- **BUTIR TUGAS A**: Tentukan apakah setiap pernyataan berikut sesuai dengan bacaan tentang harga BBM: (i) pajak BBM di AS sebesar US$ 0,4928 per galon, (ii) harga RON 95 di Malaysia sudah termasuk pajak, dan (iii) RON 92 masih dipasarkan di Malaysia. Jawab ya atau tidak untuk masing-masing, lalu kutip kata-kata bacaan yang menjadi dasarnya.
- **BUTIR TUGAS B**: Tuliskan kembali baris-baris data mulai dari awal data sampai baris yang memuat "box: [1478, 418, 1534, 457]", termasuk baris tersebut. Jangan sertakan gambar dalam jawaban.

Jika komponen pajak dikeluarkan dari perhitungan harga BBM, harga di Amerika jauh lebih murah. Komponen pajak atau national average excise taxes untuk BBM di AS sebesar US$ 0,4928 per galon. Jadi, harga RON 92 di luar pajak di negara tersebut Rp 4.556 per liter. Sedangkan Pertamax tanpa pajak di Indonesia Rp 6.913 per liter atau lebih mahal Rp 2.357 per liter. Bahkan, RON 92 tanpa pajak di AS itu lebih murah ketimbang harga Premium yang memiliki kadar oktan 88 sebesar Rp 6.130 per liter.
(Baca: Pertamina Bisa Turunkan Harga Premium di Bawah Rp 5.000)
Dalam artikel yang dipublikasikan di blognya, Senin (7/3) lalu, Faisal mengaku pernah mempertanyakan hal tersebut kepada kenalannya di Kementerian Energi dan Sumber Daya Mineral (ESDM). Ia pun mendapatkan penjelasan bahwa membandingkan harga BBM di Amerika Serikat dengan di tanah air itu tidak adil Pasalnya, kilang minyak di AS sangat efisien, atau bahkan paling efisien di dunia.
Karena itulah, Faisal membandingkan harga BBM dengan Malaysia. Lantaran RON 92 tidak lagi dipasarkan di Malaysia, dia mengambil contoh pembandingnya adalah BBM RON 95 atau setara Pertamax Plus di Indonesia. Di Malaysia, harga RON 95 pada 7 Maret lalu sebesar 1,6 ringgit Malayasia atau setara Rp 5.131 per liter. Harga ini tidak termasuk pajak, karena di RON 95 di negara jiran itu memang tidak dikenakan pajak.
(Baca: Pertamina: Sebagian Pengguna Premium Beralih ke Pertalite)

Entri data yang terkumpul

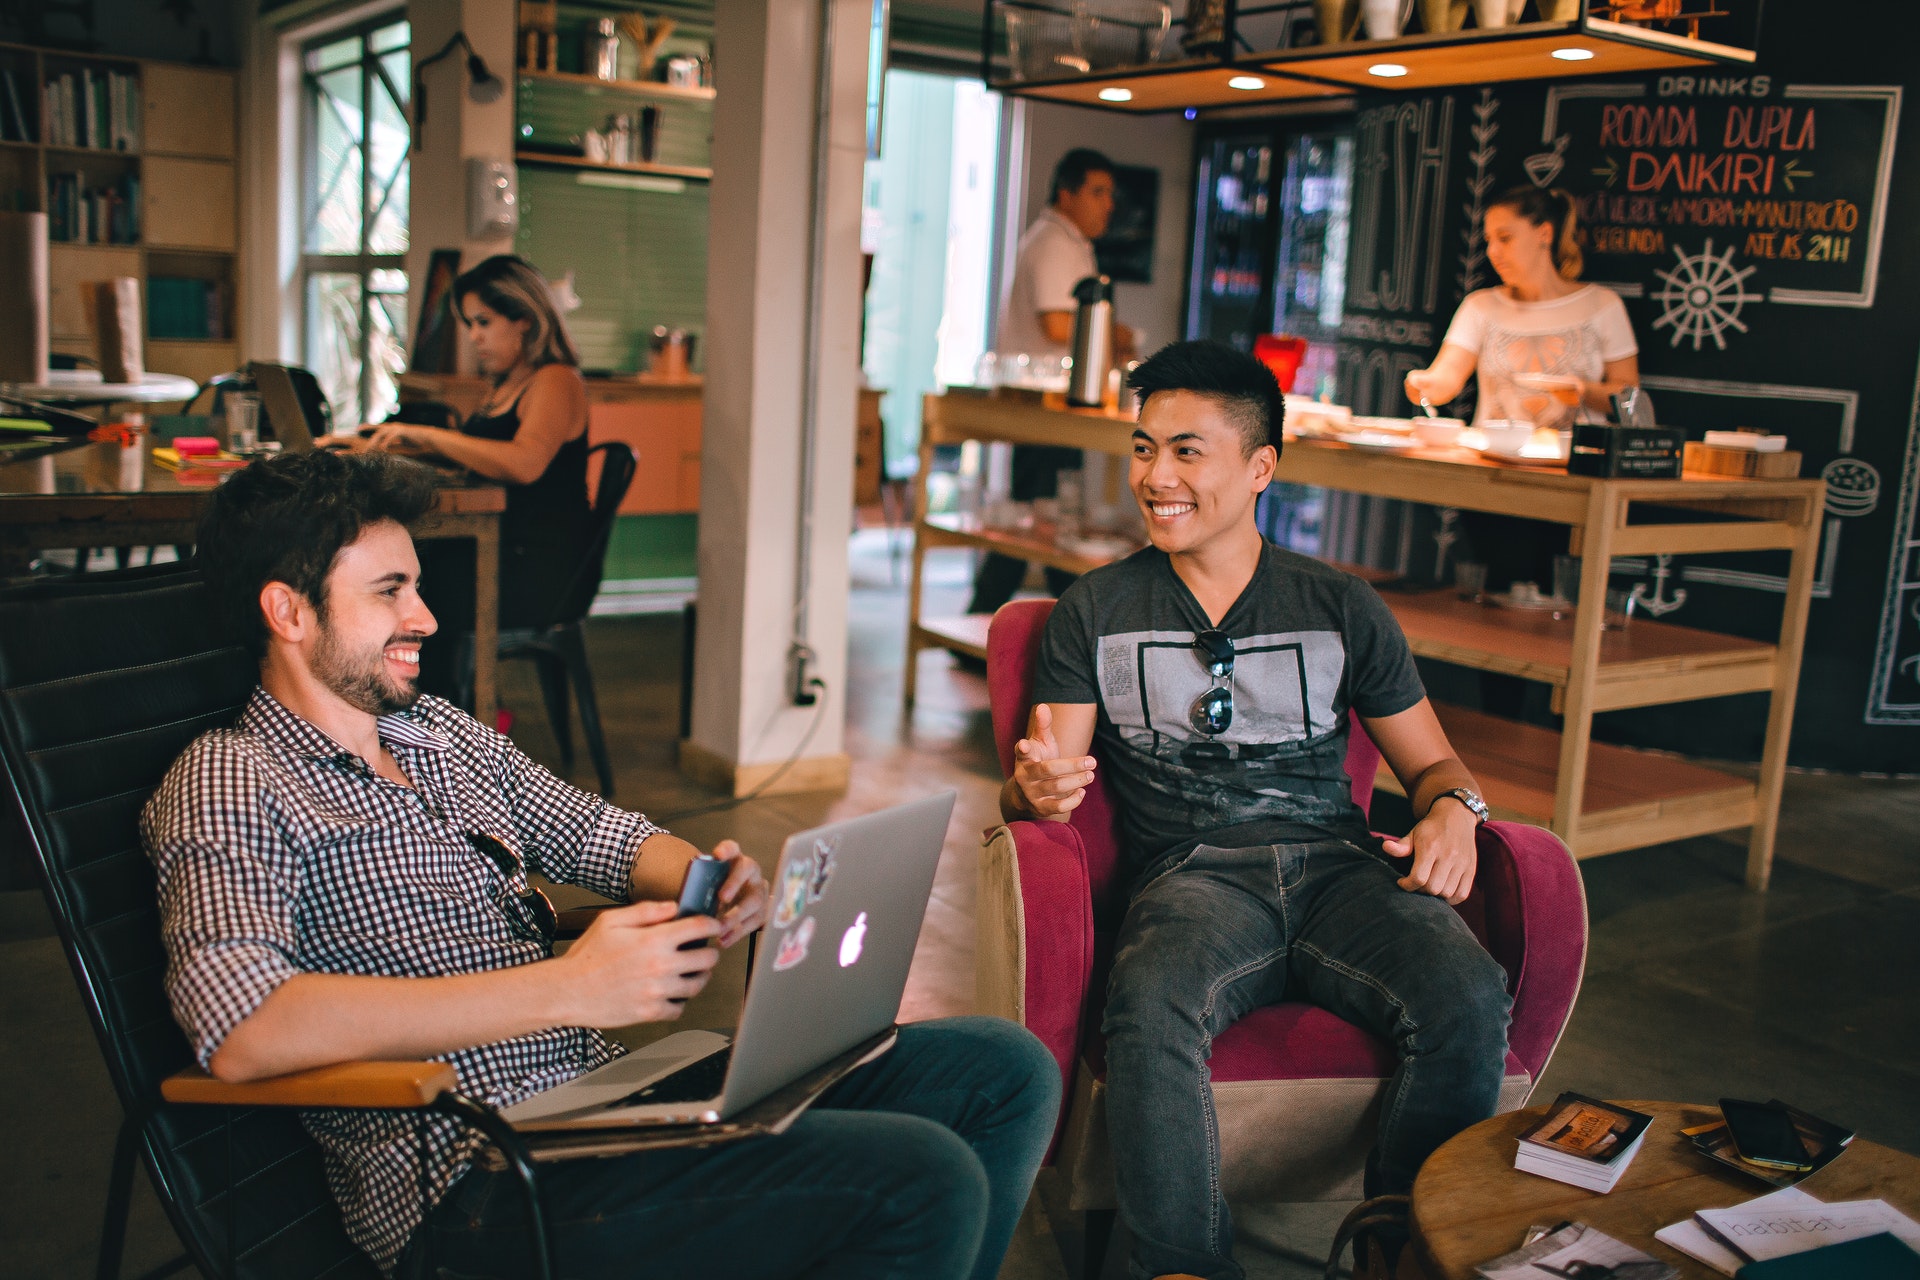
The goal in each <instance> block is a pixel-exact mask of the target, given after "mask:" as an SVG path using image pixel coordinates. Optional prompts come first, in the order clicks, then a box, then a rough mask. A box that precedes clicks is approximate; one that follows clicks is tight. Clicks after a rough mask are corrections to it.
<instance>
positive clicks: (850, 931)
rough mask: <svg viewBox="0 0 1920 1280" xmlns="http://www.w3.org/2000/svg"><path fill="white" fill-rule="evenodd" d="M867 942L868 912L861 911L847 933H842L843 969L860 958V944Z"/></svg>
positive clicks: (842, 966)
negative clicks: (866, 925)
mask: <svg viewBox="0 0 1920 1280" xmlns="http://www.w3.org/2000/svg"><path fill="white" fill-rule="evenodd" d="M864 942H866V912H860V913H858V915H856V917H854V921H852V925H849V929H847V933H843V935H841V969H845V967H849V965H852V961H856V960H860V946H864Z"/></svg>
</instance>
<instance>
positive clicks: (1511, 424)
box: [1478, 418, 1534, 457]
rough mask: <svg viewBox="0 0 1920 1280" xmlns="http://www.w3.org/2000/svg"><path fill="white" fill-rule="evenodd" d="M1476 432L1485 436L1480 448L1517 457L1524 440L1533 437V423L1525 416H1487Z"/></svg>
mask: <svg viewBox="0 0 1920 1280" xmlns="http://www.w3.org/2000/svg"><path fill="white" fill-rule="evenodd" d="M1478 432H1480V434H1482V436H1484V438H1486V443H1484V445H1482V449H1486V451H1488V453H1505V455H1509V457H1519V453H1521V449H1524V447H1526V441H1528V439H1532V438H1534V424H1532V422H1528V420H1526V418H1488V420H1486V422H1482V424H1480V426H1478Z"/></svg>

- **JAWABAN TUGAS A**:
(i) Ya: "Komponen pajak atau national average excise taxes untuk BBM di AS sebesar US$ 0,4928 per galon."
(ii) Tidak: "Harga ini tidak termasuk pajak, karena di RON 95 di negara jiran itu memang tidak dikenakan pajak."
(iii) Tidak: "RON 92 tidak lagi dipasarkan di Malaysia"

- **JAWABAN TUGAS B**:
The goal in each <instance> block is a pixel-exact mask of the target, given after "mask:" as an SVG path using image pixel coordinates. Optional prompts come first, in the order clicks, then a box, then a rough mask. A box that precedes clicks is approximate; one that follows clicks is tight. Clicks after a rough mask are corrections to it.
<instance>
positive clicks: (850, 931)
rough mask: <svg viewBox="0 0 1920 1280" xmlns="http://www.w3.org/2000/svg"><path fill="white" fill-rule="evenodd" d="M867 942L868 912L861 911L847 933H842L843 969L860 958V944Z"/></svg>
positive clicks: (842, 966)
negative clicks: (866, 925)
mask: <svg viewBox="0 0 1920 1280" xmlns="http://www.w3.org/2000/svg"><path fill="white" fill-rule="evenodd" d="M864 942H866V912H860V913H858V915H856V917H854V921H852V925H849V929H847V933H843V935H841V969H845V967H849V965H852V961H856V960H860V946H864Z"/></svg>
</instance>
<instance>
positive clicks: (1511, 424)
box: [1478, 418, 1534, 457]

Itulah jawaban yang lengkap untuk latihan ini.